▸ EXCERPT PROVIDED:
<<<<

EX-10.1 2 pbt-ex10_1.htm EX-10.1 EX-10.1

Exhibit 10.1

 

SETTLEMENT AGREEMENT AND RELEASE

I.
Parties

The Parties to this Settlement Agreement and Release are:

1.01.
Argent Trust Company, as Trustee of the Permian Basin Royalty Trust; and
1.02.
Blackbeard Operating, LLC.
II.
Definitions
2.01.
“Argent” means Argent Trust Company, as Trustee of the Permian Basin Royalty Trust.
2.02.
“Blackbeard” means Blackbeard Operating, LLC.
2.03.
“Parties” means, collectively, Argent and Blackbeard.
2.04.
“Party” means any one of the Parties.
2.05.
“Argent Released Parties” means, collectively, (i) Argent and (ii) Argent’s officers, directors, partners, employees, parents, subsidiaries, successors, assigns, affiliates, insurers, agents, and attorneys.
2.06.
“Blackbeard Released Parties” means, collectively, (i) Blackbeard and (ii) Blackbeard’s officers, directors, partners, employees, parents, subsidiaries, successors, assigns, affiliates, insurers, agents, and attorneys.
2.07.
“Litigation” means the lawsuit styled Argent Trust Company, as Trustee of the Permian Basin Royalty Trust v. Blackbeard Operating, LLC, pending in the 342nd Judicial District Court of Tarrant County, Texas, Cause No. 342-352596-24.
2.08.
“Conveyance” means that instrument titled Net Overriding Royalty Conveyance (Permian Basin Royalty Trust – Waddell Ranch) between Southland Royalty Company and the First National Bank of Fort Worth, as Trustee of the Permian Basin Royalty Trust, effective November 1, 1980.
2.09.

>>>>

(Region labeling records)
<<<<

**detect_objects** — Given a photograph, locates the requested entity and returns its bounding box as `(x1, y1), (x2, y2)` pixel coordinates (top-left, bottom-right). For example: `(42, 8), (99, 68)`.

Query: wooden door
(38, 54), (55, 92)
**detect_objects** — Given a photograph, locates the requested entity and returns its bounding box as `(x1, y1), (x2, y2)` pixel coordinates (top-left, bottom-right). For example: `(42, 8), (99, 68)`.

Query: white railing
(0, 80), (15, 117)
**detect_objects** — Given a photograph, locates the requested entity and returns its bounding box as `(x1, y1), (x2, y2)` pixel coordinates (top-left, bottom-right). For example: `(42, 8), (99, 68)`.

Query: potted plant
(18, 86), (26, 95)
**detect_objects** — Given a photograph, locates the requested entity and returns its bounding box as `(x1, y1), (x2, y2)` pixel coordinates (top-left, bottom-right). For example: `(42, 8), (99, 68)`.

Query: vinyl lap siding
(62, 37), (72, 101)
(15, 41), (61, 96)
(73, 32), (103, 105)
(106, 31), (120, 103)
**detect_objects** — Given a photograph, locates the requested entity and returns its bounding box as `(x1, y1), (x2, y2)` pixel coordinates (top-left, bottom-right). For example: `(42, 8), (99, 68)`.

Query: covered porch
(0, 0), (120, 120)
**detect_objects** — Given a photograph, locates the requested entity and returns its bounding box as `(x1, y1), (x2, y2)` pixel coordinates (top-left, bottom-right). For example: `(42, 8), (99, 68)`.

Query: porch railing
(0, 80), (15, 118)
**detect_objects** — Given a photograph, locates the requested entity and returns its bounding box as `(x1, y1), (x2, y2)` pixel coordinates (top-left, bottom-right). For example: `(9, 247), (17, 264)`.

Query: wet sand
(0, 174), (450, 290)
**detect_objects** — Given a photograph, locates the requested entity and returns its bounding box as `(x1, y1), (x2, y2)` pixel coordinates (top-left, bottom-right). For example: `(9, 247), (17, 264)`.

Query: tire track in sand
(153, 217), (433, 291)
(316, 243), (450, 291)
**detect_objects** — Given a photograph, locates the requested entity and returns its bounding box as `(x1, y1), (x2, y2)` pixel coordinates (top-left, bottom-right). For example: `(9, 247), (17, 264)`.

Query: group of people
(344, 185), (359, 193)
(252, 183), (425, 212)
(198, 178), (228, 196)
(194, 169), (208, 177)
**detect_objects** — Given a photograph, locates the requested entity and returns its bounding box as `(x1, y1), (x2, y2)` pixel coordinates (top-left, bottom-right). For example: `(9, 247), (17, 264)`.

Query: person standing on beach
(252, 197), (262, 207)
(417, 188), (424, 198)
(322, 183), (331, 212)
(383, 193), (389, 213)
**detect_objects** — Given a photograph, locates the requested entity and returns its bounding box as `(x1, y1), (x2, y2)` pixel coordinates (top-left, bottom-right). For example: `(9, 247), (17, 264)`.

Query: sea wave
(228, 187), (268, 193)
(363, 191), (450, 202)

>>>>

▸ WHAT IS ASKED:
(a) In one to three sentences, explain who is covered by the term "Argent Released Parties" as the settlement agreement defines it.
(b) Write the next part of the settlement agreement, picking up from the point where the excerpt stops.

▸ RESPONSES PER TASK:
(a) The term covers Argent, meaning Argent Trust Company as Trustee of the Permian Basin Royalty Trust. It also covers Argent's officers, directors, partners, employees, parents, subsidiaries, successors, assigns, affiliates, insurers, agents, and attorneys.

(b)
“West Ranch JOA” means the Operating Agreement by and between Southland Royalty Company, as Operator, and Exxon Company, U.S.A. Inc., et al, as Non-Operators, dated May 1, 1991, covering the Waddell West Ranch in Crane County, Texas, as amended by the Amendment and Ratification of Operating Agreement and Substitution of COPAS Accounting Procedures Waddell West Ranch dated February 10, 2011.
2.10.
“East Ranch JOA” means the Operating Agreement by and between Southland Royalty Company, as Operator, and Exxon Company, U.S.A. Inc., et al, as Non-Operators, dated May 1, 1991, covering the Waddell East Ranch in Crane County, Texas, as amended by the

 


 

Amendment and Ratification of Operating Agreement and Substitution of COPAS Accounting Procedures Waddell West Ranch dated September 15, 2010.
2.11.
“West Ranch Properties” means those properties subject to the West Ranch JOA.
2.12.
“East Ranch Properties” means those properties formerly subject to the East Ranch JOA.
2.13.
“Waddell Ranch Properties” means, collectively, the West Ranch Properties and East Ranch Properties.
2.14.
“Quarterly Statement” means the statement in the form of the files Blackbeard produced in the Litigation as BLACKBEARD00012843 and BLACKBEARD00012844.
2.15.
“Claims” means, collectively, claims, causes of action, demands, liabilities, damages, fines, penalties, obligations, debts, and liens, including all causes of action asserted or that could have been asserted by any of the Parties in the Litigation, including breach of contract, and all claims related to the Conveyance, West Ranch Properties, East Ranch Properties, and production, including royalties, from these properties.
2.16.
“Agreement” means this Settlement Agreement and Release, including the attached exhibit, which is incorporated by reference.
2.17.
“Effective Date” means the date on which the Parties fully execute this Agreement.
III.
Statement of Facts

The Parties stipulate and agree to these facts:

3.01.
The Parties are successors-in-interest to the original parties to the Conveyance.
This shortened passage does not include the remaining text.